- _Available data_
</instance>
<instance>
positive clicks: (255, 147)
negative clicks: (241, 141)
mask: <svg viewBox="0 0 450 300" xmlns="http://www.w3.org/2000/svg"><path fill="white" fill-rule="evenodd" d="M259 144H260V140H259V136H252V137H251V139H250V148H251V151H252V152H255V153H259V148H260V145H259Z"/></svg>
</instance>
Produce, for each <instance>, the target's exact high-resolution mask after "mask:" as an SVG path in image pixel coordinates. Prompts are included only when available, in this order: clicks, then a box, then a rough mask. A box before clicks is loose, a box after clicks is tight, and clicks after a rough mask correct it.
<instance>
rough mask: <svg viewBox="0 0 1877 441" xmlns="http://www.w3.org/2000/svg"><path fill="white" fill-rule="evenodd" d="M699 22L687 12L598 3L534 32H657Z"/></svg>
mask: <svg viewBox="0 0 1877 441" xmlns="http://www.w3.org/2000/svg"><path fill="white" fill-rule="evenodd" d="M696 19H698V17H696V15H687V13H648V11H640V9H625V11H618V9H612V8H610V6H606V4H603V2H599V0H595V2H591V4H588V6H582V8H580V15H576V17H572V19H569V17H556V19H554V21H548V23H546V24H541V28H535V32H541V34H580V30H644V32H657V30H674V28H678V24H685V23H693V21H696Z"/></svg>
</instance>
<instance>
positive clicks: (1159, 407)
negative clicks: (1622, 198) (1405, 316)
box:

- _Work instructions_
A verbatim copy of the records above should be returned.

- _Expected output_
</instance>
<instance>
positive clicks: (255, 147)
negative clicks: (241, 141)
mask: <svg viewBox="0 0 450 300" xmlns="http://www.w3.org/2000/svg"><path fill="white" fill-rule="evenodd" d="M259 144H260V140H259V136H252V137H251V139H250V148H251V151H252V152H255V153H259V148H260V145H259Z"/></svg>
</instance>
Produce, for each <instance>, the target's exact high-resolution mask after "mask:" as an SVG path in image pixel coordinates. Prompts are included only when available, in this order: clicks, then a box, then a rough mask. A box before clicks is loose, a box after clicks is tight, and clicks after a rough mask correct it.
<instance>
rough mask: <svg viewBox="0 0 1877 441" xmlns="http://www.w3.org/2000/svg"><path fill="white" fill-rule="evenodd" d="M699 22L687 12L598 3L534 32H657Z"/></svg>
mask: <svg viewBox="0 0 1877 441" xmlns="http://www.w3.org/2000/svg"><path fill="white" fill-rule="evenodd" d="M696 19H698V17H696V15H687V13H648V11H640V9H625V11H618V9H612V8H610V6H606V4H603V2H599V0H595V2H591V4H588V6H582V8H580V15H576V17H572V19H569V17H556V19H554V21H548V23H546V24H541V28H535V32H541V34H580V30H644V32H657V30H674V28H678V24H685V23H693V21H696Z"/></svg>
</instance>
<instance>
positive clicks: (1159, 407)
negative clicks: (1622, 198) (1405, 316)
box:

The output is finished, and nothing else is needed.